**** Extracted records ****

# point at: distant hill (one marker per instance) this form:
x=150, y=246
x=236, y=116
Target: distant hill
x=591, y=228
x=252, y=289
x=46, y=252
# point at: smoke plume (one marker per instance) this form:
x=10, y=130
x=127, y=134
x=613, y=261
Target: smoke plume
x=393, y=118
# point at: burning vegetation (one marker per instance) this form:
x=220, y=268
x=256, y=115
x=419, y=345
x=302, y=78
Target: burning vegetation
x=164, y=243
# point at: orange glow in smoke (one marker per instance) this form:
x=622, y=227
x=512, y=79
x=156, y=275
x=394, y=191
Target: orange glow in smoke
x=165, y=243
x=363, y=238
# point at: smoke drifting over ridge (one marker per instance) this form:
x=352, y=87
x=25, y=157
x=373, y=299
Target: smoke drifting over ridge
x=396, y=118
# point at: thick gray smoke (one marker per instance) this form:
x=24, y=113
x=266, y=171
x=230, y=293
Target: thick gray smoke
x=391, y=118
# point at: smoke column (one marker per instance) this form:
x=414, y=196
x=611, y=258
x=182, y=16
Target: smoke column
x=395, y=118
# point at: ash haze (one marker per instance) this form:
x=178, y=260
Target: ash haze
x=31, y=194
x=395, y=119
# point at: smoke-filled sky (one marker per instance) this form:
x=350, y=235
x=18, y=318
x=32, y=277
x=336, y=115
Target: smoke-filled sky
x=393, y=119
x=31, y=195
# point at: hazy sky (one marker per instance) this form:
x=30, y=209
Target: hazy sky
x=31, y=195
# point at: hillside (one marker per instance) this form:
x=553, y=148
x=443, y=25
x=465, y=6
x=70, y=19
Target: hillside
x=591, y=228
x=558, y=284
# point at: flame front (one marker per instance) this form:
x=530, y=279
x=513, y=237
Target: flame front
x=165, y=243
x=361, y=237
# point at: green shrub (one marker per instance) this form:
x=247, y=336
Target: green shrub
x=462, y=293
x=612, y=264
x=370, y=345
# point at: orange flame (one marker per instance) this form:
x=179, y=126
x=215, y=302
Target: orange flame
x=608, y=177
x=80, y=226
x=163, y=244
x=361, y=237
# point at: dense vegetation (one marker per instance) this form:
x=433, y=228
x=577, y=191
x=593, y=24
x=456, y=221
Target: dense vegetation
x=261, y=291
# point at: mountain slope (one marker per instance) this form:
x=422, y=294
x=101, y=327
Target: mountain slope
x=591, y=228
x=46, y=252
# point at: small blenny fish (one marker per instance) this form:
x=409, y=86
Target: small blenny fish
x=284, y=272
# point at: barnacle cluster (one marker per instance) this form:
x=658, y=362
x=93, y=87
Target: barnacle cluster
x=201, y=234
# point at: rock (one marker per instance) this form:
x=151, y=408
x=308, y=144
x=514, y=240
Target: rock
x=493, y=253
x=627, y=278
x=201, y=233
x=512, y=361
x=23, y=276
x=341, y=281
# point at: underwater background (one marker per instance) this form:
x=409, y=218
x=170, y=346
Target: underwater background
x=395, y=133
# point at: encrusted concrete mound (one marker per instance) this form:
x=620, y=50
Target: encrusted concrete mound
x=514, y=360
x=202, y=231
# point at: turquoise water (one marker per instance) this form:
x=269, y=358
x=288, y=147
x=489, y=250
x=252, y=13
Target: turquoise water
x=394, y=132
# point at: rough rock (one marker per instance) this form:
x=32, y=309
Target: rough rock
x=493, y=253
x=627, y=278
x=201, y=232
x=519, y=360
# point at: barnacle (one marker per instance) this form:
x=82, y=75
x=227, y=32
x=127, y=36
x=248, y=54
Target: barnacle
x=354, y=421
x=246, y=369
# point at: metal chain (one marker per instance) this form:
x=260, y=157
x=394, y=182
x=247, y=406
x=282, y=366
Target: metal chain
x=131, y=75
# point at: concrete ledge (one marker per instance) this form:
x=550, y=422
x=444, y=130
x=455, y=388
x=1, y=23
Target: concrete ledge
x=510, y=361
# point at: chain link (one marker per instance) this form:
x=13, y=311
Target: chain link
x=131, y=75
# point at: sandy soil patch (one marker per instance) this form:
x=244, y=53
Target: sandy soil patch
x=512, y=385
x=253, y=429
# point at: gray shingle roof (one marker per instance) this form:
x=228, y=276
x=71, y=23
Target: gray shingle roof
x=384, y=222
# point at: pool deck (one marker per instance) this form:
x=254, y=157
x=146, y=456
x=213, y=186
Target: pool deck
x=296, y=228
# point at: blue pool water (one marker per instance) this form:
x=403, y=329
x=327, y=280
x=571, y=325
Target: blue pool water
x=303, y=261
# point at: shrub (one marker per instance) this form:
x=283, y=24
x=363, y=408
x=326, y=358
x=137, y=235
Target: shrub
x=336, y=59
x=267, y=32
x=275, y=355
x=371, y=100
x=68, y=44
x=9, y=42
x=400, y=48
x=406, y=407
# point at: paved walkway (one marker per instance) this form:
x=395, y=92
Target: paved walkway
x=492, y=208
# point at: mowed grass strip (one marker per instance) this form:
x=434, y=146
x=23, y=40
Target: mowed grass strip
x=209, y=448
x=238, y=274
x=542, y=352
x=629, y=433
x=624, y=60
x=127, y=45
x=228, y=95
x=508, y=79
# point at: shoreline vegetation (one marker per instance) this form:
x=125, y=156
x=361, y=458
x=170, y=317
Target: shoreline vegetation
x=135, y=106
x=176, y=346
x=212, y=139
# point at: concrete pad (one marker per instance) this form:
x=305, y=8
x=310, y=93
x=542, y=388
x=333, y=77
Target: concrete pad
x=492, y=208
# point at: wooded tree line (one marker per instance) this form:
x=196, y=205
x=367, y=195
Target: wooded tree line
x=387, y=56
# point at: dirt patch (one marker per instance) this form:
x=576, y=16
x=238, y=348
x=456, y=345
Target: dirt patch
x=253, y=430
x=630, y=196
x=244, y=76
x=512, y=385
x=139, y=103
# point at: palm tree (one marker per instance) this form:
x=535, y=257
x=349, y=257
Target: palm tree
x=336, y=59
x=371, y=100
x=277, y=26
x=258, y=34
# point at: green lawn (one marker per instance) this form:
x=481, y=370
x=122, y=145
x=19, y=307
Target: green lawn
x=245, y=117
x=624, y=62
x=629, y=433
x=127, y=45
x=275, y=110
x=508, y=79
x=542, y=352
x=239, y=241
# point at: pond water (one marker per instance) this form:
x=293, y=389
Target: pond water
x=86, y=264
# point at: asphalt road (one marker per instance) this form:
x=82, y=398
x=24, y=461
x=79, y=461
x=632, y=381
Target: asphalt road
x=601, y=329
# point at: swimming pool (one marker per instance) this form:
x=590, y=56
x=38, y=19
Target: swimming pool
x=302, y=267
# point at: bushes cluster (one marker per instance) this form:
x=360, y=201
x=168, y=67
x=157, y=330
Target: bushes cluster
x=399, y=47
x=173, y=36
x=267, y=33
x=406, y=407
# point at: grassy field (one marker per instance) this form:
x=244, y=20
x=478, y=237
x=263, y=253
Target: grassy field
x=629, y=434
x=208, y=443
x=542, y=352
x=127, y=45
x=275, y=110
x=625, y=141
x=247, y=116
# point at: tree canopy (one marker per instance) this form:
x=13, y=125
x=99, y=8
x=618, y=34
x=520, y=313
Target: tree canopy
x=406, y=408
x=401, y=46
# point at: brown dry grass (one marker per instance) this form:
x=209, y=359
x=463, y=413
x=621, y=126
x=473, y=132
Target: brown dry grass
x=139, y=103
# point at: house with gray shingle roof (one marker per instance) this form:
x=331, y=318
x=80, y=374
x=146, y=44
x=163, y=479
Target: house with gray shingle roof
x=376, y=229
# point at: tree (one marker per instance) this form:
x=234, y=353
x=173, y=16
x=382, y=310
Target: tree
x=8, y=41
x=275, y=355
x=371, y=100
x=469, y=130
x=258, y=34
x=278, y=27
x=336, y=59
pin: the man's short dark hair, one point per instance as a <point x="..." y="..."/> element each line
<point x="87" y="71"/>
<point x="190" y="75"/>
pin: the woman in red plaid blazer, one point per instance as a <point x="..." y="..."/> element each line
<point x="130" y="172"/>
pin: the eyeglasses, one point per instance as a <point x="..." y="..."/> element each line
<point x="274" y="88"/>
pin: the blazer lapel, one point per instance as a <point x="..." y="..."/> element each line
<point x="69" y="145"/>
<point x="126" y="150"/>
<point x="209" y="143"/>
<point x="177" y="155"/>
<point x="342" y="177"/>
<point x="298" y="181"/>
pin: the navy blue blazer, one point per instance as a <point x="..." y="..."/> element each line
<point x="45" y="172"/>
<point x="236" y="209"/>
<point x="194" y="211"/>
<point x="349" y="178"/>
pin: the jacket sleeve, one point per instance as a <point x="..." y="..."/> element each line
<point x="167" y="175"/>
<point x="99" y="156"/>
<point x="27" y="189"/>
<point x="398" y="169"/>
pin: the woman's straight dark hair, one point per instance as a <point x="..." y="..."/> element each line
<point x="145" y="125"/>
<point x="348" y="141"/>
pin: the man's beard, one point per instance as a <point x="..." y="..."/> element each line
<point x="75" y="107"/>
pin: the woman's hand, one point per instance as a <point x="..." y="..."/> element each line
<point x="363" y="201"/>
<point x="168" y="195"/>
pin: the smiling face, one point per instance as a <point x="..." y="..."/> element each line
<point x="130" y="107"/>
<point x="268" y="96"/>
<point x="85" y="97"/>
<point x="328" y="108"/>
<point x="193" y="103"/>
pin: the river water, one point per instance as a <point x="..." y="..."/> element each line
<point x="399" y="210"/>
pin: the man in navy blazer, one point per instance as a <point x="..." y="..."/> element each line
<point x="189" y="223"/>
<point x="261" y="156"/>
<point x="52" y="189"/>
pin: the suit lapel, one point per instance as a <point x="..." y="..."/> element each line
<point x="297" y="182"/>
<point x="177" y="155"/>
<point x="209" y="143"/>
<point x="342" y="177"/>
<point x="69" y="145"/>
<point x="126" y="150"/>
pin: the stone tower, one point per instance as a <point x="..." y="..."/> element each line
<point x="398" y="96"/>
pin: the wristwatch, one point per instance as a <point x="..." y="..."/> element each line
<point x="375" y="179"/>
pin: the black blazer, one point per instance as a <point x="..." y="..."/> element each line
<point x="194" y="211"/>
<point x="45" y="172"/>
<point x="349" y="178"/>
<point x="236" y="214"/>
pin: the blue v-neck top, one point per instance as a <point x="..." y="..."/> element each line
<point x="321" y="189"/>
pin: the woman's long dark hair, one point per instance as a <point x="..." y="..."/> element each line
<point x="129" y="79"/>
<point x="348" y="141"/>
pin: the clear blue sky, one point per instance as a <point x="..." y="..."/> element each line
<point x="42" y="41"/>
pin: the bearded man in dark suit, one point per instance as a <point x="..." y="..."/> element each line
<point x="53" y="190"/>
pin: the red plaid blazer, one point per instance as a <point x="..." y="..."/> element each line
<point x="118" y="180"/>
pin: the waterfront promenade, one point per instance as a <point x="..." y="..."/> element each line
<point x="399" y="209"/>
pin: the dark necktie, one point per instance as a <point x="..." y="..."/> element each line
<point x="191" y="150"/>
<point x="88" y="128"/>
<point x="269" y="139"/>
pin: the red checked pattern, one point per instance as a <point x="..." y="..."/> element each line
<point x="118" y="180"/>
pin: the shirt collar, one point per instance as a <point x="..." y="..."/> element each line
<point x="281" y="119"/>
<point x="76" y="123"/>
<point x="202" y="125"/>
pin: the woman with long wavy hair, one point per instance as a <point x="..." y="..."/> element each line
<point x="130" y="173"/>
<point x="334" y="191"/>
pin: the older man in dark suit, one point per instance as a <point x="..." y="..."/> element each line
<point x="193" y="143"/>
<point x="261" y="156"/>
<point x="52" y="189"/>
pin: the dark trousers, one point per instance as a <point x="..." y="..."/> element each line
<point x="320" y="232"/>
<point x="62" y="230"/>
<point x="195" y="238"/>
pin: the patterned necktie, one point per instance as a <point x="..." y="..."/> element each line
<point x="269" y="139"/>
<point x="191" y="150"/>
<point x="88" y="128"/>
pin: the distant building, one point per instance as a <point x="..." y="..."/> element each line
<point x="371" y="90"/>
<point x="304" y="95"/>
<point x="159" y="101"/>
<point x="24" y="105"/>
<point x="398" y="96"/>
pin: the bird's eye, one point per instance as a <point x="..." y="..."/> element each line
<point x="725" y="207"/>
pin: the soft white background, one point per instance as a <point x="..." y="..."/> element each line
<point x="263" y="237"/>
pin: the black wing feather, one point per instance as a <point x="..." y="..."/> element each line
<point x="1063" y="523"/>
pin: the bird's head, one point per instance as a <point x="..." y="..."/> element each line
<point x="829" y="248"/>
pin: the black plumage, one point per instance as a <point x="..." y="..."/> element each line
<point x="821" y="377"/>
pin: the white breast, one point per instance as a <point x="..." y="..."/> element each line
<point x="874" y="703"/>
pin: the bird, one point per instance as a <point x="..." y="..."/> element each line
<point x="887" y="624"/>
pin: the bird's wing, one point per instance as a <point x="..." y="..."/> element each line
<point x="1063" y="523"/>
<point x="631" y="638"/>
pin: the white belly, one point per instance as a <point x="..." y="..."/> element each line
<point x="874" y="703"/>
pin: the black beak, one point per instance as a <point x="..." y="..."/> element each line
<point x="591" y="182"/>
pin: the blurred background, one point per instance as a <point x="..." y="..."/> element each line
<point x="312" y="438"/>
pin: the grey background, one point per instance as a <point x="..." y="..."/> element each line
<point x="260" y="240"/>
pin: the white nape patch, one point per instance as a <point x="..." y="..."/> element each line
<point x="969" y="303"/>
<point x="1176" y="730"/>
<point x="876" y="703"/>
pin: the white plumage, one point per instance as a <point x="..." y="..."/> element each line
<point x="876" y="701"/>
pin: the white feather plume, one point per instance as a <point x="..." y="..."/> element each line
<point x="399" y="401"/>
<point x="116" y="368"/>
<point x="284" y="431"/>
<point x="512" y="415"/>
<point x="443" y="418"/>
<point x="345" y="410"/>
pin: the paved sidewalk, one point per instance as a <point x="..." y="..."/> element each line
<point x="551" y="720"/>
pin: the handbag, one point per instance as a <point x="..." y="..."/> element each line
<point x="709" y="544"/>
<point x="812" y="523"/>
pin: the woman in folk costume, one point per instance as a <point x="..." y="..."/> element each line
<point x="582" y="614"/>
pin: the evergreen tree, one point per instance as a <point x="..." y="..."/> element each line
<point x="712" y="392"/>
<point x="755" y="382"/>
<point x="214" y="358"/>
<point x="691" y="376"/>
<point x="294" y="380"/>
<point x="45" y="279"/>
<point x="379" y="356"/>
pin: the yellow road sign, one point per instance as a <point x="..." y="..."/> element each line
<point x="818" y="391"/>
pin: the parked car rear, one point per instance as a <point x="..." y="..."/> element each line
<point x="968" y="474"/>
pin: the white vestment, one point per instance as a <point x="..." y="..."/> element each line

****

*Problem statement:*
Reproduce the records above exactly, from the first line through the line containing "x=456, y=221", and output nothing else.

*Completed exercise:*
# point at: distant hill (one marker per instance) this form:
x=150, y=246
x=236, y=116
Target: distant hill
x=591, y=228
x=252, y=289
x=46, y=252
# point at: smoke plume (one marker per instance) this form:
x=10, y=130
x=127, y=134
x=613, y=261
Target: smoke plume
x=393, y=118
# point at: burning vegetation (one marker per instance) this form:
x=220, y=268
x=256, y=115
x=419, y=345
x=302, y=78
Target: burning vegetation
x=164, y=243
# point at: orange glow in smoke (one marker per instance) this form:
x=622, y=227
x=512, y=79
x=156, y=275
x=394, y=191
Target: orange glow in smoke
x=165, y=243
x=363, y=238
# point at: smoke drifting over ridge (one marker per instance) this form:
x=352, y=87
x=25, y=157
x=373, y=299
Target: smoke drifting over ridge
x=396, y=118
# point at: thick gray smoke (one marker per instance) this form:
x=24, y=113
x=266, y=171
x=230, y=293
Target: thick gray smoke
x=391, y=118
# point at: smoke column (one marker per instance) this form:
x=414, y=196
x=611, y=258
x=182, y=16
Target: smoke column
x=395, y=118
# point at: ash haze (one marker per instance) this form:
x=178, y=260
Target: ash haze
x=31, y=194
x=395, y=119
# point at: smoke-filled sky (one marker per instance) this form:
x=350, y=235
x=18, y=318
x=32, y=277
x=336, y=115
Target: smoke-filled sky
x=393, y=119
x=31, y=195
# point at: hazy sky (one marker per instance) this form:
x=30, y=209
Target: hazy sky
x=31, y=195
# point at: hillside (one marker per instance) this form:
x=553, y=148
x=443, y=25
x=465, y=6
x=70, y=19
Target: hillside
x=591, y=228
x=558, y=284
# point at: flame front (one marker per instance) this form:
x=530, y=279
x=513, y=237
Target: flame front
x=165, y=243
x=361, y=237
# point at: green shrub (one marker per instance) this form:
x=247, y=336
Target: green shrub
x=462, y=293
x=612, y=264
x=370, y=345
# point at: orange flame (one marker per instance) this form:
x=179, y=126
x=215, y=302
Target: orange flame
x=608, y=177
x=80, y=226
x=163, y=244
x=361, y=237
# point at: dense vegetation (one marker per instance) this form:
x=433, y=228
x=577, y=191
x=593, y=24
x=456, y=221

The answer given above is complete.